Copy out, from the data, each line containing the string "grass".

- **Available data**
——
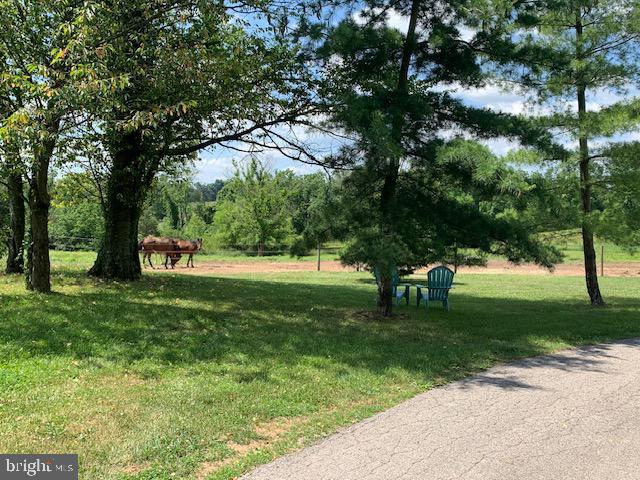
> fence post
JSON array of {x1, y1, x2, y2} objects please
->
[
  {"x1": 453, "y1": 240, "x2": 458, "y2": 274},
  {"x1": 601, "y1": 244, "x2": 604, "y2": 278},
  {"x1": 316, "y1": 242, "x2": 321, "y2": 272}
]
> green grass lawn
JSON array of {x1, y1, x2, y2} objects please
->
[
  {"x1": 537, "y1": 230, "x2": 639, "y2": 263},
  {"x1": 1, "y1": 255, "x2": 639, "y2": 479},
  {"x1": 555, "y1": 239, "x2": 640, "y2": 263}
]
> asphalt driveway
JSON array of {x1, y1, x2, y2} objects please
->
[{"x1": 243, "y1": 339, "x2": 640, "y2": 480}]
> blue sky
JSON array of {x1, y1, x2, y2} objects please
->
[{"x1": 194, "y1": 7, "x2": 639, "y2": 182}]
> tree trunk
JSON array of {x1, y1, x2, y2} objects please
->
[
  {"x1": 316, "y1": 242, "x2": 321, "y2": 271},
  {"x1": 26, "y1": 119, "x2": 59, "y2": 293},
  {"x1": 377, "y1": 272, "x2": 393, "y2": 317},
  {"x1": 26, "y1": 203, "x2": 50, "y2": 292},
  {"x1": 575, "y1": 12, "x2": 605, "y2": 306},
  {"x1": 89, "y1": 132, "x2": 149, "y2": 280},
  {"x1": 580, "y1": 219, "x2": 604, "y2": 305},
  {"x1": 257, "y1": 243, "x2": 264, "y2": 256},
  {"x1": 5, "y1": 171, "x2": 25, "y2": 274},
  {"x1": 453, "y1": 240, "x2": 459, "y2": 274},
  {"x1": 89, "y1": 199, "x2": 143, "y2": 280},
  {"x1": 376, "y1": 0, "x2": 421, "y2": 316}
]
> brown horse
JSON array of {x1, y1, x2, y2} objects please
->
[
  {"x1": 172, "y1": 238, "x2": 203, "y2": 268},
  {"x1": 139, "y1": 236, "x2": 182, "y2": 269}
]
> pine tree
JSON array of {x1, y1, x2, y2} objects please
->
[
  {"x1": 310, "y1": 0, "x2": 564, "y2": 315},
  {"x1": 495, "y1": 0, "x2": 640, "y2": 306}
]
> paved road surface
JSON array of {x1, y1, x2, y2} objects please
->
[{"x1": 243, "y1": 339, "x2": 640, "y2": 480}]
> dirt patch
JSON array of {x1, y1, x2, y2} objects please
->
[
  {"x1": 195, "y1": 417, "x2": 304, "y2": 479},
  {"x1": 193, "y1": 399, "x2": 385, "y2": 479},
  {"x1": 195, "y1": 460, "x2": 231, "y2": 480},
  {"x1": 148, "y1": 260, "x2": 352, "y2": 275},
  {"x1": 458, "y1": 260, "x2": 640, "y2": 277},
  {"x1": 228, "y1": 417, "x2": 303, "y2": 455},
  {"x1": 120, "y1": 463, "x2": 150, "y2": 475},
  {"x1": 254, "y1": 417, "x2": 301, "y2": 442},
  {"x1": 151, "y1": 259, "x2": 640, "y2": 277}
]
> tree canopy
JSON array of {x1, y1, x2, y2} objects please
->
[{"x1": 213, "y1": 159, "x2": 296, "y2": 255}]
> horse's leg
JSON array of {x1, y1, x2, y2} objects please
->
[
  {"x1": 164, "y1": 254, "x2": 169, "y2": 269},
  {"x1": 148, "y1": 253, "x2": 155, "y2": 269}
]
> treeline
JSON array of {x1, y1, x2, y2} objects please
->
[
  {"x1": 32, "y1": 154, "x2": 637, "y2": 259},
  {"x1": 45, "y1": 160, "x2": 344, "y2": 256},
  {"x1": 46, "y1": 173, "x2": 225, "y2": 250}
]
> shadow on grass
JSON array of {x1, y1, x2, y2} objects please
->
[{"x1": 2, "y1": 271, "x2": 640, "y2": 388}]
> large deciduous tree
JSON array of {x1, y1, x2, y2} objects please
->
[
  {"x1": 311, "y1": 0, "x2": 563, "y2": 315},
  {"x1": 494, "y1": 0, "x2": 640, "y2": 305},
  {"x1": 78, "y1": 0, "x2": 317, "y2": 280},
  {"x1": 0, "y1": 97, "x2": 25, "y2": 274},
  {"x1": 0, "y1": 0, "x2": 77, "y2": 291}
]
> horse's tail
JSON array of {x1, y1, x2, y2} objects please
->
[{"x1": 138, "y1": 240, "x2": 143, "y2": 251}]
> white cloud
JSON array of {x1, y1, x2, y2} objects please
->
[
  {"x1": 287, "y1": 163, "x2": 321, "y2": 176},
  {"x1": 386, "y1": 10, "x2": 408, "y2": 32},
  {"x1": 195, "y1": 148, "x2": 326, "y2": 182},
  {"x1": 357, "y1": 8, "x2": 475, "y2": 41},
  {"x1": 194, "y1": 153, "x2": 236, "y2": 182},
  {"x1": 480, "y1": 137, "x2": 520, "y2": 156},
  {"x1": 446, "y1": 84, "x2": 531, "y2": 114}
]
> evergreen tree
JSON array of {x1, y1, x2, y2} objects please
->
[
  {"x1": 288, "y1": 173, "x2": 346, "y2": 267},
  {"x1": 596, "y1": 142, "x2": 640, "y2": 248},
  {"x1": 493, "y1": 0, "x2": 640, "y2": 305},
  {"x1": 311, "y1": 0, "x2": 563, "y2": 315}
]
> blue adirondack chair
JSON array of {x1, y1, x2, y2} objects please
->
[
  {"x1": 416, "y1": 266, "x2": 455, "y2": 312},
  {"x1": 374, "y1": 266, "x2": 411, "y2": 305}
]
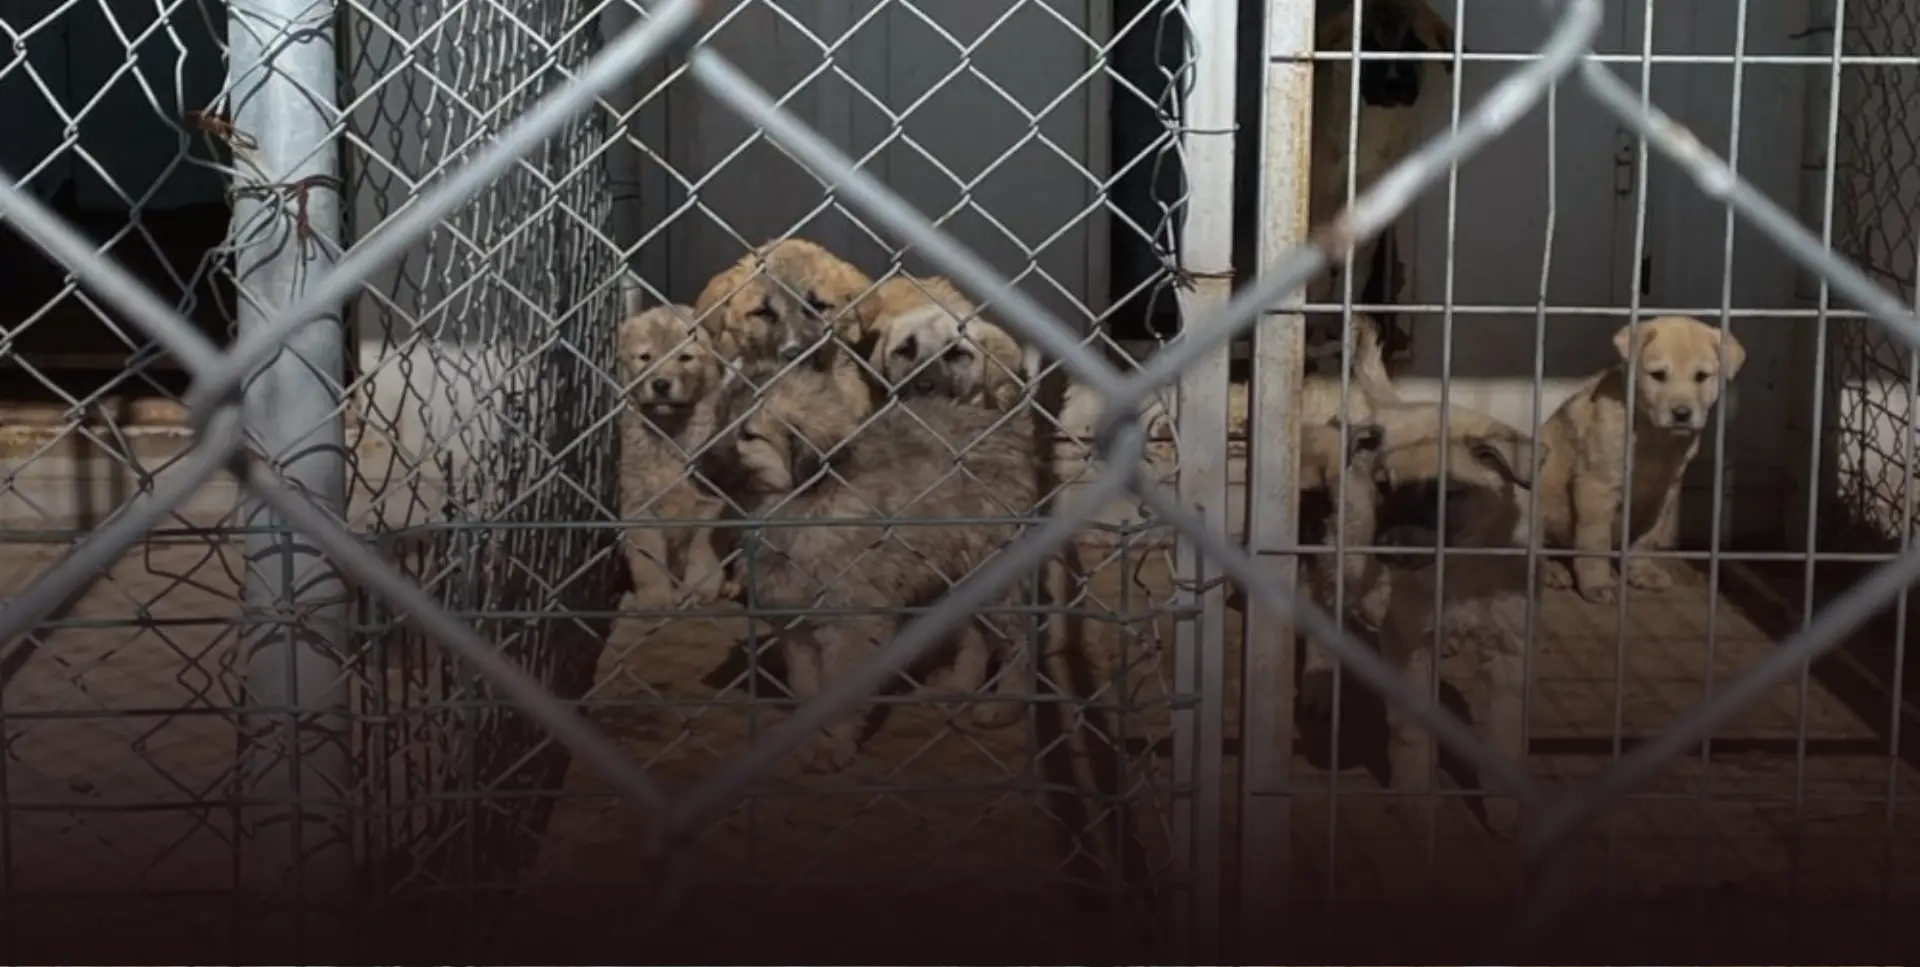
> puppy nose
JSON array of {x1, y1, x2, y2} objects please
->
[
  {"x1": 777, "y1": 344, "x2": 803, "y2": 362},
  {"x1": 650, "y1": 378, "x2": 672, "y2": 395},
  {"x1": 1671, "y1": 405, "x2": 1694, "y2": 422}
]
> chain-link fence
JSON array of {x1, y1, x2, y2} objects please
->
[
  {"x1": 5, "y1": 0, "x2": 1920, "y2": 960},
  {"x1": 1830, "y1": 3, "x2": 1920, "y2": 550}
]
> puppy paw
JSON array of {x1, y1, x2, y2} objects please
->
[
  {"x1": 1539, "y1": 560, "x2": 1575, "y2": 589},
  {"x1": 624, "y1": 586, "x2": 674, "y2": 612},
  {"x1": 796, "y1": 734, "x2": 858, "y2": 774},
  {"x1": 1576, "y1": 580, "x2": 1618, "y2": 605},
  {"x1": 686, "y1": 579, "x2": 743, "y2": 607},
  {"x1": 1625, "y1": 559, "x2": 1674, "y2": 591},
  {"x1": 962, "y1": 699, "x2": 1026, "y2": 732}
]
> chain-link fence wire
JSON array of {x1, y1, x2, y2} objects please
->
[
  {"x1": 332, "y1": 0, "x2": 631, "y2": 931},
  {"x1": 537, "y1": 2, "x2": 1200, "y2": 954},
  {"x1": 0, "y1": 0, "x2": 250, "y2": 947},
  {"x1": 1829, "y1": 3, "x2": 1920, "y2": 551},
  {"x1": 7, "y1": 0, "x2": 1920, "y2": 958}
]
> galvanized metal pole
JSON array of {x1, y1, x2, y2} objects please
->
[
  {"x1": 225, "y1": 0, "x2": 353, "y2": 956},
  {"x1": 1173, "y1": 0, "x2": 1239, "y2": 959},
  {"x1": 1242, "y1": 0, "x2": 1313, "y2": 954}
]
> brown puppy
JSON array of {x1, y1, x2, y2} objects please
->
[
  {"x1": 692, "y1": 237, "x2": 876, "y2": 369},
  {"x1": 614, "y1": 305, "x2": 731, "y2": 607},
  {"x1": 698, "y1": 362, "x2": 1043, "y2": 772},
  {"x1": 865, "y1": 274, "x2": 1030, "y2": 410},
  {"x1": 1538, "y1": 316, "x2": 1746, "y2": 603}
]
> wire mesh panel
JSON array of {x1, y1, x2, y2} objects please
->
[
  {"x1": 505, "y1": 0, "x2": 1206, "y2": 958},
  {"x1": 0, "y1": 0, "x2": 244, "y2": 952},
  {"x1": 1828, "y1": 2, "x2": 1920, "y2": 550},
  {"x1": 333, "y1": 0, "x2": 627, "y2": 943}
]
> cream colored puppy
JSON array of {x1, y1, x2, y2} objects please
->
[
  {"x1": 692, "y1": 237, "x2": 877, "y2": 369},
  {"x1": 866, "y1": 275, "x2": 1030, "y2": 410},
  {"x1": 697, "y1": 361, "x2": 1042, "y2": 770},
  {"x1": 1538, "y1": 316, "x2": 1745, "y2": 604},
  {"x1": 614, "y1": 305, "x2": 731, "y2": 608}
]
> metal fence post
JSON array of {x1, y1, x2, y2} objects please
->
[
  {"x1": 1241, "y1": 0, "x2": 1312, "y2": 952},
  {"x1": 226, "y1": 0, "x2": 354, "y2": 954},
  {"x1": 1174, "y1": 0, "x2": 1239, "y2": 958}
]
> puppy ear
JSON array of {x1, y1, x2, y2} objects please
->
[
  {"x1": 1416, "y1": 2, "x2": 1457, "y2": 71},
  {"x1": 1611, "y1": 322, "x2": 1642, "y2": 362},
  {"x1": 1328, "y1": 418, "x2": 1385, "y2": 462},
  {"x1": 1716, "y1": 327, "x2": 1747, "y2": 381},
  {"x1": 1314, "y1": 2, "x2": 1354, "y2": 49},
  {"x1": 1468, "y1": 435, "x2": 1536, "y2": 490}
]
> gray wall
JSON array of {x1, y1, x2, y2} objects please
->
[{"x1": 616, "y1": 0, "x2": 1107, "y2": 330}]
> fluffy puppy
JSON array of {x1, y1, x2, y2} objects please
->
[
  {"x1": 698, "y1": 363, "x2": 1042, "y2": 772},
  {"x1": 1295, "y1": 311, "x2": 1404, "y2": 704},
  {"x1": 1307, "y1": 0, "x2": 1455, "y2": 358},
  {"x1": 614, "y1": 306, "x2": 733, "y2": 607},
  {"x1": 1537, "y1": 316, "x2": 1746, "y2": 604},
  {"x1": 1299, "y1": 417, "x2": 1394, "y2": 618},
  {"x1": 865, "y1": 274, "x2": 1030, "y2": 410},
  {"x1": 1365, "y1": 401, "x2": 1543, "y2": 833},
  {"x1": 692, "y1": 237, "x2": 876, "y2": 369}
]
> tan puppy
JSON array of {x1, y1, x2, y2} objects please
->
[
  {"x1": 1307, "y1": 0, "x2": 1455, "y2": 330},
  {"x1": 866, "y1": 274, "x2": 1030, "y2": 410},
  {"x1": 698, "y1": 362, "x2": 1042, "y2": 771},
  {"x1": 1294, "y1": 312, "x2": 1404, "y2": 707},
  {"x1": 1298, "y1": 417, "x2": 1393, "y2": 627},
  {"x1": 1367, "y1": 400, "x2": 1543, "y2": 833},
  {"x1": 692, "y1": 237, "x2": 876, "y2": 369},
  {"x1": 614, "y1": 305, "x2": 731, "y2": 607},
  {"x1": 1538, "y1": 316, "x2": 1745, "y2": 604}
]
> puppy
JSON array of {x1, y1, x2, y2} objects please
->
[
  {"x1": 1295, "y1": 311, "x2": 1404, "y2": 705},
  {"x1": 1307, "y1": 0, "x2": 1455, "y2": 358},
  {"x1": 1366, "y1": 400, "x2": 1543, "y2": 833},
  {"x1": 699, "y1": 363, "x2": 1042, "y2": 772},
  {"x1": 692, "y1": 237, "x2": 876, "y2": 369},
  {"x1": 866, "y1": 275, "x2": 1030, "y2": 410},
  {"x1": 613, "y1": 306, "x2": 733, "y2": 607},
  {"x1": 1537, "y1": 316, "x2": 1745, "y2": 604}
]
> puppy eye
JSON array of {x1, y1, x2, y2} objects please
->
[
  {"x1": 803, "y1": 293, "x2": 834, "y2": 315},
  {"x1": 738, "y1": 430, "x2": 765, "y2": 444},
  {"x1": 1693, "y1": 370, "x2": 1710, "y2": 384},
  {"x1": 1648, "y1": 368, "x2": 1668, "y2": 383},
  {"x1": 636, "y1": 352, "x2": 652, "y2": 364},
  {"x1": 943, "y1": 347, "x2": 974, "y2": 363},
  {"x1": 678, "y1": 352, "x2": 694, "y2": 363},
  {"x1": 749, "y1": 300, "x2": 777, "y2": 323},
  {"x1": 892, "y1": 335, "x2": 918, "y2": 359}
]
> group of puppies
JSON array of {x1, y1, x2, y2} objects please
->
[
  {"x1": 1293, "y1": 313, "x2": 1744, "y2": 829},
  {"x1": 614, "y1": 236, "x2": 1045, "y2": 773},
  {"x1": 608, "y1": 0, "x2": 1742, "y2": 794}
]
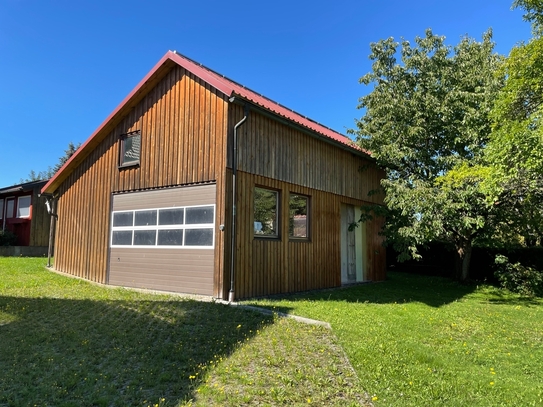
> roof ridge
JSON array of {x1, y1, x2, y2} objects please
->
[{"x1": 171, "y1": 50, "x2": 349, "y2": 141}]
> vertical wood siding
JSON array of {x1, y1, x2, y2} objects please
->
[
  {"x1": 230, "y1": 105, "x2": 385, "y2": 204},
  {"x1": 225, "y1": 171, "x2": 386, "y2": 300},
  {"x1": 28, "y1": 186, "x2": 50, "y2": 247},
  {"x1": 53, "y1": 66, "x2": 385, "y2": 300},
  {"x1": 54, "y1": 66, "x2": 229, "y2": 295},
  {"x1": 222, "y1": 106, "x2": 386, "y2": 299}
]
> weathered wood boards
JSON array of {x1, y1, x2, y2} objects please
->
[{"x1": 50, "y1": 57, "x2": 386, "y2": 300}]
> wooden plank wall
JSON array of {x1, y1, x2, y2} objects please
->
[
  {"x1": 54, "y1": 65, "x2": 229, "y2": 294},
  {"x1": 29, "y1": 186, "x2": 50, "y2": 247},
  {"x1": 230, "y1": 105, "x2": 385, "y2": 205},
  {"x1": 229, "y1": 171, "x2": 386, "y2": 299},
  {"x1": 223, "y1": 106, "x2": 386, "y2": 299}
]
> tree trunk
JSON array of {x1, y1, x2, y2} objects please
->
[{"x1": 455, "y1": 241, "x2": 473, "y2": 282}]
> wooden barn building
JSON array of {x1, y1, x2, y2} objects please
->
[
  {"x1": 41, "y1": 51, "x2": 386, "y2": 300},
  {"x1": 1, "y1": 180, "x2": 50, "y2": 251}
]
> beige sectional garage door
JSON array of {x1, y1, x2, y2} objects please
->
[{"x1": 108, "y1": 184, "x2": 216, "y2": 296}]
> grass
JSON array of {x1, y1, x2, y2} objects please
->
[
  {"x1": 248, "y1": 272, "x2": 543, "y2": 406},
  {"x1": 0, "y1": 258, "x2": 368, "y2": 407}
]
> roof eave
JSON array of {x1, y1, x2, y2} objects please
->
[
  {"x1": 42, "y1": 50, "x2": 373, "y2": 194},
  {"x1": 41, "y1": 52, "x2": 190, "y2": 194}
]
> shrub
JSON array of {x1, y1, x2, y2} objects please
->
[
  {"x1": 494, "y1": 255, "x2": 543, "y2": 297},
  {"x1": 0, "y1": 230, "x2": 17, "y2": 246}
]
——
- **Written response**
> green grass lawn
> shadow on grass
> grass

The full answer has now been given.